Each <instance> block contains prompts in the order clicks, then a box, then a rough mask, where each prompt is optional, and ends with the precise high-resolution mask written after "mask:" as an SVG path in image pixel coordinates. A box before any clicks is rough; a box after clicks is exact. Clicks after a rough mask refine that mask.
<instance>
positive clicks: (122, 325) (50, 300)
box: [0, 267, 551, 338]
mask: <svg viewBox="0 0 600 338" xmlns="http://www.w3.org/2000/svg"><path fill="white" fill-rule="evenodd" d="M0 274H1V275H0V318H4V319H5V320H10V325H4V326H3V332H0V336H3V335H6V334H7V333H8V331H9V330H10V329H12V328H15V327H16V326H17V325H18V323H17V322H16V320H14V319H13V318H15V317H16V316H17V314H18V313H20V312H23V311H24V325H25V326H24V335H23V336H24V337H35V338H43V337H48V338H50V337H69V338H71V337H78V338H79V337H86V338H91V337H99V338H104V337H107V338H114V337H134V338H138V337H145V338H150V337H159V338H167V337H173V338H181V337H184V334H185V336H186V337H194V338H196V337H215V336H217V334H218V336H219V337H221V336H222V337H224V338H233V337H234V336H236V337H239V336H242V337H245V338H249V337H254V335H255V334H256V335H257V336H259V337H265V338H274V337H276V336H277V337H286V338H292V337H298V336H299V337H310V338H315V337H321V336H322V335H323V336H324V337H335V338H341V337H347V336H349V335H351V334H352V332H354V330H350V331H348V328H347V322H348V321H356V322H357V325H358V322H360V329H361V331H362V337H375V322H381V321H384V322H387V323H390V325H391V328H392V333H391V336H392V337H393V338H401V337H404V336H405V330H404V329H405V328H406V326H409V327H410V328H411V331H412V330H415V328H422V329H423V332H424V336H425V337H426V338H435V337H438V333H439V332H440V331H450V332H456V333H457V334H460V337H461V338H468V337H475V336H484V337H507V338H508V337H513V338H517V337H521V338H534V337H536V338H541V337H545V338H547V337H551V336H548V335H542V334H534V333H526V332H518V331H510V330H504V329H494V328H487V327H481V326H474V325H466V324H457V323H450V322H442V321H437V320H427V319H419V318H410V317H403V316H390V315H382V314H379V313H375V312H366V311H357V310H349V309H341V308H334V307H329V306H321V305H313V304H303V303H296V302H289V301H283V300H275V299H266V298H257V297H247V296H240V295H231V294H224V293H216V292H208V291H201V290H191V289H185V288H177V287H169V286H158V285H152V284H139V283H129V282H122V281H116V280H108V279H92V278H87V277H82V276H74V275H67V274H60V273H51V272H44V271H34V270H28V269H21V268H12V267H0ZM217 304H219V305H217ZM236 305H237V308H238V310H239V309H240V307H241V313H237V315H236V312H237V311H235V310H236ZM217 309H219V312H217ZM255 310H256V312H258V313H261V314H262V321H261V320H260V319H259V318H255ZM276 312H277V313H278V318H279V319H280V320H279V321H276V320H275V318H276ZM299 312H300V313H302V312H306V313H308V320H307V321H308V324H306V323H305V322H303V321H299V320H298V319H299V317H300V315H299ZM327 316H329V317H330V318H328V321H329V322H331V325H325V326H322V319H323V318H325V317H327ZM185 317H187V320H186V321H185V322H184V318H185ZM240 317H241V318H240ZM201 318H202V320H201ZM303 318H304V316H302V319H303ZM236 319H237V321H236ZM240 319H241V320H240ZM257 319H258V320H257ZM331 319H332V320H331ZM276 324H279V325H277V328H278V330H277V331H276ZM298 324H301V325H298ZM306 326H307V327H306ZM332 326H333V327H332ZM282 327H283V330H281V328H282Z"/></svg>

━━━━━━━━━━

▶ What you will do: Copy out every line of the material above, unchanged and in the same order.

▶ Result:
Each <instance> block contains prompts in the order clicks, then a box, then a rough mask, where each prompt is optional, and ends with the precise high-resolution mask written after "mask:" as an SVG path in image pixel coordinates. A box before any clicks is rough; a box after clicks is exact. Clicks after a rough mask refine that mask.
<instance>
positive clicks: (122, 325) (50, 300)
box: [0, 267, 551, 338]
mask: <svg viewBox="0 0 600 338" xmlns="http://www.w3.org/2000/svg"><path fill="white" fill-rule="evenodd" d="M0 274H1V275H0V318H4V319H5V320H10V325H4V326H3V332H0V336H3V335H6V334H7V333H8V331H9V330H10V329H12V328H15V327H16V326H17V325H18V323H17V322H16V320H14V319H13V318H15V317H16V316H17V314H18V313H20V312H23V311H24V325H25V326H24V335H23V336H24V337H35V338H43V337H48V338H50V337H69V338H71V337H78V338H79V337H86V338H91V337H99V338H104V337H107V338H114V337H134V338H138V337H145V338H150V337H159V338H167V337H173V338H181V337H184V334H185V336H186V337H194V338H196V337H215V336H217V334H218V336H219V337H221V336H222V337H224V338H233V337H234V336H236V337H239V336H242V337H245V338H249V337H254V335H255V334H256V335H257V336H259V337H265V338H274V337H276V336H277V337H286V338H292V337H298V336H299V337H310V338H315V337H321V336H322V335H323V336H324V337H335V338H341V337H347V336H349V335H351V334H352V332H354V330H350V331H348V328H347V322H348V321H356V322H357V325H358V322H360V329H361V331H362V337H375V322H381V321H384V322H387V323H390V325H391V328H392V333H391V336H392V337H393V338H401V337H404V336H405V330H404V329H405V328H406V326H409V327H410V328H411V331H412V330H415V328H422V329H423V332H424V336H425V337H426V338H435V337H438V333H439V332H440V331H450V332H456V333H457V334H460V337H461V338H468V337H475V336H484V337H507V338H508V337H513V338H517V337H521V338H534V337H536V338H541V337H545V338H547V337H551V336H548V335H542V334H534V333H526V332H518V331H510V330H504V329H494V328H487V327H481V326H474V325H466V324H457V323H450V322H442V321H437V320H427V319H419V318H410V317H403V316H390V315H382V314H379V313H375V312H366V311H357V310H349V309H341V308H334V307H329V306H321V305H313V304H303V303H296V302H289V301H283V300H275V299H266V298H257V297H247V296H240V295H231V294H224V293H216V292H208V291H201V290H191V289H185V288H177V287H169V286H158V285H152V284H139V283H129V282H122V281H116V280H108V279H92V278H87V277H82V276H74V275H67V274H60V273H51V272H44V271H34V270H28V269H21V268H12V267H0ZM217 304H219V305H217ZM236 305H237V308H238V310H239V309H240V307H241V313H237V315H236V312H237V311H235V310H236ZM217 309H219V312H217ZM255 310H256V312H258V313H261V314H262V321H261V320H260V319H259V318H255ZM276 312H277V313H278V318H279V319H280V320H279V321H276V320H275V318H276ZM299 312H300V313H302V312H306V313H308V320H307V321H308V324H306V323H305V322H303V321H299V320H298V319H299V317H300V315H299ZM327 316H329V317H330V318H328V321H329V322H331V325H325V326H322V319H323V318H325V317H327ZM185 317H187V320H186V321H185V322H184V318H185ZM240 317H241V318H240ZM201 318H202V320H201ZM303 318H304V316H302V319H303ZM236 319H237V321H236ZM240 319H241V320H240ZM257 319H258V320H257ZM331 319H332V320H331ZM276 324H279V325H277V328H278V330H277V331H276ZM298 324H301V325H298ZM306 326H307V327H306ZM332 326H333V327H332ZM282 327H283V330H281V328H282Z"/></svg>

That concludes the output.